PROBLEM DESCRIPTION =>
Copy the rows below word for word, starting at the first row and ending with the line that holds "[0, 4, 529, 626]", including both ends.

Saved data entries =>
====

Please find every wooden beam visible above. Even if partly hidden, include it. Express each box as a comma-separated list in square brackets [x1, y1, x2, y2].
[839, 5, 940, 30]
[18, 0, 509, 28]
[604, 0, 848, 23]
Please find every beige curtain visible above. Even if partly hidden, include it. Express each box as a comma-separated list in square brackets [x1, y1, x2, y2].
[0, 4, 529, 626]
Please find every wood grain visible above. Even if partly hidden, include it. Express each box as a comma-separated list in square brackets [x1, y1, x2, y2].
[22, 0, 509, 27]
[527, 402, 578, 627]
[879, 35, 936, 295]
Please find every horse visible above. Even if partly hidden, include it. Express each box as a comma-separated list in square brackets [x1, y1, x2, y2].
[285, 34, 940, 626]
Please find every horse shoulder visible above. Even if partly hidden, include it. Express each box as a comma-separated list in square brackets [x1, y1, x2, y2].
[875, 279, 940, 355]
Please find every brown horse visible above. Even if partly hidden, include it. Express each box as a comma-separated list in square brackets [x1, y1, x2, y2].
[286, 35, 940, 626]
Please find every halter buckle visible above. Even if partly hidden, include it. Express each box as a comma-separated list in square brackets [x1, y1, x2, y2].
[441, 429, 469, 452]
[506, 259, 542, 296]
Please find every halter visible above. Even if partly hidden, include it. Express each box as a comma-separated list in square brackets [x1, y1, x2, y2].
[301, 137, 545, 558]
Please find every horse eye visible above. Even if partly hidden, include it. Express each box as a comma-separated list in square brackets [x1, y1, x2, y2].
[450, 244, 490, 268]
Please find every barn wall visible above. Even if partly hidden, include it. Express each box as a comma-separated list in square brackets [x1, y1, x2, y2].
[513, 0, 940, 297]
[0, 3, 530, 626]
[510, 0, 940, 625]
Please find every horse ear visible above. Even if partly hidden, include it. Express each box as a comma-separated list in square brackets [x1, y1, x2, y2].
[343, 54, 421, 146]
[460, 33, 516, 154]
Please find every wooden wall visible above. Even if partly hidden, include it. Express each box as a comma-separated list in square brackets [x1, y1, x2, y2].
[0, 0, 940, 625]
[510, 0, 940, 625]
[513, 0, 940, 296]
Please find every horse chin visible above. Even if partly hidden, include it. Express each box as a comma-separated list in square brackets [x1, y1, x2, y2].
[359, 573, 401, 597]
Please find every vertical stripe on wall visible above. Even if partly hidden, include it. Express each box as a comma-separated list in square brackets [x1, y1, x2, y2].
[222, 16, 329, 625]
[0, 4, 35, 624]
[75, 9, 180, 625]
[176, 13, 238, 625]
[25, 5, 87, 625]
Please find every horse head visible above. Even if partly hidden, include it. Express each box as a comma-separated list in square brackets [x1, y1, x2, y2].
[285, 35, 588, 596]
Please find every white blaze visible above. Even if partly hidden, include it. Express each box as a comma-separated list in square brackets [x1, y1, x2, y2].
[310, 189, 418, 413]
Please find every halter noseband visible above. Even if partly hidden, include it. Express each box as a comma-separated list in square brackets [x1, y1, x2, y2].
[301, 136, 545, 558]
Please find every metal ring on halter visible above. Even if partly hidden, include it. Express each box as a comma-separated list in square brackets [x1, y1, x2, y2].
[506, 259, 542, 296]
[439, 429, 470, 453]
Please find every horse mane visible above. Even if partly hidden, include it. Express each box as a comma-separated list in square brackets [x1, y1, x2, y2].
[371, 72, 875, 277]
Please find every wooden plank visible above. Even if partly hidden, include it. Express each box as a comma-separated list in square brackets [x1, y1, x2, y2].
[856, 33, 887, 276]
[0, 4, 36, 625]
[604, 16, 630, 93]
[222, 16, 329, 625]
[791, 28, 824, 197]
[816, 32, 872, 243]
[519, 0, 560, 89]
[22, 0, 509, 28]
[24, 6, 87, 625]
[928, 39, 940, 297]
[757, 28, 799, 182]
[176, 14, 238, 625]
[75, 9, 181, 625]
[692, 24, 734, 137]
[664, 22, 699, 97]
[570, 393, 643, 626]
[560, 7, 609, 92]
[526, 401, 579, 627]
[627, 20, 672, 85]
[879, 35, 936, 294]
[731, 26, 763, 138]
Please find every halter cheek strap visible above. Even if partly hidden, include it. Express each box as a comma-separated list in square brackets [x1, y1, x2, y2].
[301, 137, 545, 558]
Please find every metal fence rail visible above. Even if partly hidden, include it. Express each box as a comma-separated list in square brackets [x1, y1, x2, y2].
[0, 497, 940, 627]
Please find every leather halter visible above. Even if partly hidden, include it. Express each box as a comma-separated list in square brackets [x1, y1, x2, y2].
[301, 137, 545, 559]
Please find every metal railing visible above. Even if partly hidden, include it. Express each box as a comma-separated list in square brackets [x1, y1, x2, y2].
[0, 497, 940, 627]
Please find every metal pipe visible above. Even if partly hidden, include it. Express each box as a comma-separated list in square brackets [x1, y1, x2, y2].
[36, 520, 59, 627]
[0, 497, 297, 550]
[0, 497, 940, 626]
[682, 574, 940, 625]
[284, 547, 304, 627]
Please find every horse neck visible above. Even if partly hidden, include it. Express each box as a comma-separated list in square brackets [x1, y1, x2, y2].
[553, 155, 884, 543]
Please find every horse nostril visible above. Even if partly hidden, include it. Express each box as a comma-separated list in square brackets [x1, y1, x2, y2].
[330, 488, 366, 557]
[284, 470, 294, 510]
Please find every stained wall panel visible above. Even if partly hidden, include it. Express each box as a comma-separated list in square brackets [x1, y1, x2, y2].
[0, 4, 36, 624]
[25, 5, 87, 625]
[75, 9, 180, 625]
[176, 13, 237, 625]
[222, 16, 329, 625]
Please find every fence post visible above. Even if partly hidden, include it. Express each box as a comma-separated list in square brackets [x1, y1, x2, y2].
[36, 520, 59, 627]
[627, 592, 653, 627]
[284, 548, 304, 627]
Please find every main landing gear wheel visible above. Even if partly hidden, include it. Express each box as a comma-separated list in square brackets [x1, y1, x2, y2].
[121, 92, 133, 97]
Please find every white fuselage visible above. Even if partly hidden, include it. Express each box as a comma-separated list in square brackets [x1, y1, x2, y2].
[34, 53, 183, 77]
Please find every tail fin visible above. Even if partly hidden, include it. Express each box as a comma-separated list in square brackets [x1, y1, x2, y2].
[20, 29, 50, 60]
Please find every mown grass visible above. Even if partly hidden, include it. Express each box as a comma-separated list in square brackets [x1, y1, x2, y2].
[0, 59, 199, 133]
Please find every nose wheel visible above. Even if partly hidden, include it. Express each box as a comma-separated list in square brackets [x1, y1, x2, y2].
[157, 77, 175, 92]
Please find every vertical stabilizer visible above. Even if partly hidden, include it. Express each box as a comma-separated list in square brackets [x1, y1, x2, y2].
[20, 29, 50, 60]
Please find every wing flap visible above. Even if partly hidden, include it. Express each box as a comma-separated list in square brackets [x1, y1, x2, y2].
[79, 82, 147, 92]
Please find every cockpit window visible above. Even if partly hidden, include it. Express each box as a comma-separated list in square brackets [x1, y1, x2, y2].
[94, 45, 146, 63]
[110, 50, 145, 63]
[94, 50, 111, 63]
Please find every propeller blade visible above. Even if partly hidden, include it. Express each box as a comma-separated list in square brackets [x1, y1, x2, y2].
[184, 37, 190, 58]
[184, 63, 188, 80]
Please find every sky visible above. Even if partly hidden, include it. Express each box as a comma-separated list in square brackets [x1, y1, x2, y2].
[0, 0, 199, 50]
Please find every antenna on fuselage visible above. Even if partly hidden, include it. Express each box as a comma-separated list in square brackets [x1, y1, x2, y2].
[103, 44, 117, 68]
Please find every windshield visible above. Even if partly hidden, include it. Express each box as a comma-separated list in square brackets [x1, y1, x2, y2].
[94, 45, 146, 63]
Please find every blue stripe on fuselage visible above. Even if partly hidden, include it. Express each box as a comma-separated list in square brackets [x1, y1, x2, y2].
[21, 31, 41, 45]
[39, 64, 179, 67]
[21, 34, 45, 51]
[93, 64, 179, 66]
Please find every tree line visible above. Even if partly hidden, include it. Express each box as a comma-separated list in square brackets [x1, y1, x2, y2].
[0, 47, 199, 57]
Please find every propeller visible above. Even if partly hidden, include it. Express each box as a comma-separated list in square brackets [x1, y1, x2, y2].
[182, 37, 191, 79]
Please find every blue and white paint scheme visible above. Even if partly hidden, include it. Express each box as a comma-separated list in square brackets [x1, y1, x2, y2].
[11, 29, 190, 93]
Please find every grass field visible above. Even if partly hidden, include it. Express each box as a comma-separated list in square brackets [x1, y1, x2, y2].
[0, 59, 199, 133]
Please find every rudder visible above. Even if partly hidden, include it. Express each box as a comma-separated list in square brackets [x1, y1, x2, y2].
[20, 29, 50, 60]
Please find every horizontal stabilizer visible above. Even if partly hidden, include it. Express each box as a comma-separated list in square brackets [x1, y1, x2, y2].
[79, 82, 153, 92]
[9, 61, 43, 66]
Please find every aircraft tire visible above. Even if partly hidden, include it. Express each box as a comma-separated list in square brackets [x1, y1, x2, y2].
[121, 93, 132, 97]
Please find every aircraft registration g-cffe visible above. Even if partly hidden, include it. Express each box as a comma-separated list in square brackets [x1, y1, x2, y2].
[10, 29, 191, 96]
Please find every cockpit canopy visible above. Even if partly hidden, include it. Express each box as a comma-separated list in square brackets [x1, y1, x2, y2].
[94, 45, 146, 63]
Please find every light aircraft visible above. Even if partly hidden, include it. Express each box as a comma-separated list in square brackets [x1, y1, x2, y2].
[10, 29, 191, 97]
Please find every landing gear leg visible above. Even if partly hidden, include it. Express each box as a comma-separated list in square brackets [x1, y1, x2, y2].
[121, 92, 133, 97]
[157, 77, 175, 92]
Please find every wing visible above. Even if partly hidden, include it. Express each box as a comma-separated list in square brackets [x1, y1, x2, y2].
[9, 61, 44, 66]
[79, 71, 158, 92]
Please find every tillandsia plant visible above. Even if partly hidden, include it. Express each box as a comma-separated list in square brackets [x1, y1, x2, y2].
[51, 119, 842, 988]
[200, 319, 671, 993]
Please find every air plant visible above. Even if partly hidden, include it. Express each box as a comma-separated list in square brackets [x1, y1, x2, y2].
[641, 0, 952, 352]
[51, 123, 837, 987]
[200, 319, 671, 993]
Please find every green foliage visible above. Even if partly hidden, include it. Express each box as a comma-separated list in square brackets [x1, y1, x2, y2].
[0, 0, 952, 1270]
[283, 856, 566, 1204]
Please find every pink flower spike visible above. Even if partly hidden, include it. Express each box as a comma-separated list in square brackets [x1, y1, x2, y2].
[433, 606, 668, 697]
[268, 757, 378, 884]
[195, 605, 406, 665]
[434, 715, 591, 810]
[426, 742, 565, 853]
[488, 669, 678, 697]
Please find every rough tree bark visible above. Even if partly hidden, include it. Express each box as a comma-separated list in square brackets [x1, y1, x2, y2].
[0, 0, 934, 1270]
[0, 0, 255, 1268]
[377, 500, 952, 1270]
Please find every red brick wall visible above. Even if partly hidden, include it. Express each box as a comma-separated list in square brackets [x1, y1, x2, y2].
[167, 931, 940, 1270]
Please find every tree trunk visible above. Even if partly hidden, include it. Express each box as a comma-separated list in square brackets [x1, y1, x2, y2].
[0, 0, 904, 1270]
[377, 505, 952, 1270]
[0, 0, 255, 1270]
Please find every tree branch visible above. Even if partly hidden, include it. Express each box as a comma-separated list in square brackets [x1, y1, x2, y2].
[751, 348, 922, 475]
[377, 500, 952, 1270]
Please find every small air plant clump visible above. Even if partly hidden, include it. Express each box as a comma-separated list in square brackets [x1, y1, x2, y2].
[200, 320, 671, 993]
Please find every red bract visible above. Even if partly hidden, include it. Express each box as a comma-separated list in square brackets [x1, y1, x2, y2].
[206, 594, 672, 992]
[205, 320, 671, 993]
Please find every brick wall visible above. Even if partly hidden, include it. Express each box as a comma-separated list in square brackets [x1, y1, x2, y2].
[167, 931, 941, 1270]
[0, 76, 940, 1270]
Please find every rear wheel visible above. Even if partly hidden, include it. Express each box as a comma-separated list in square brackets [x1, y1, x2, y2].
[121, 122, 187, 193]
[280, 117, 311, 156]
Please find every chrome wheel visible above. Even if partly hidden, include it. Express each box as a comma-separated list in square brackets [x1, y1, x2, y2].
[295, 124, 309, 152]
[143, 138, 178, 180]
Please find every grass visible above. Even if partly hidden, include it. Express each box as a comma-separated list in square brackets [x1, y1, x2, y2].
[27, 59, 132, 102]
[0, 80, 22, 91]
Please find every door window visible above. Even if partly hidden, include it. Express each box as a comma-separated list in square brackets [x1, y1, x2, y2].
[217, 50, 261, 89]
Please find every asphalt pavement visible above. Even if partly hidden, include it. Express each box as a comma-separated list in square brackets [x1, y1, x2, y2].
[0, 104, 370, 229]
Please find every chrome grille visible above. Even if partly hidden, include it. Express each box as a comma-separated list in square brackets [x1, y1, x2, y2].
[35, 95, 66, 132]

====

OUTPUT =>
Please find every wooden beam visible above. Even if partly hidden, include it. Express each box as a comma-separated list in square brackets [x1, y1, x2, y2].
[839, 5, 940, 30]
[18, 0, 509, 28]
[604, 0, 848, 23]
Please find every beige curtain visible above. Even if partly hidden, include it. Express each box as a comma-separated list in square brackets [x1, y1, x2, y2].
[0, 4, 529, 626]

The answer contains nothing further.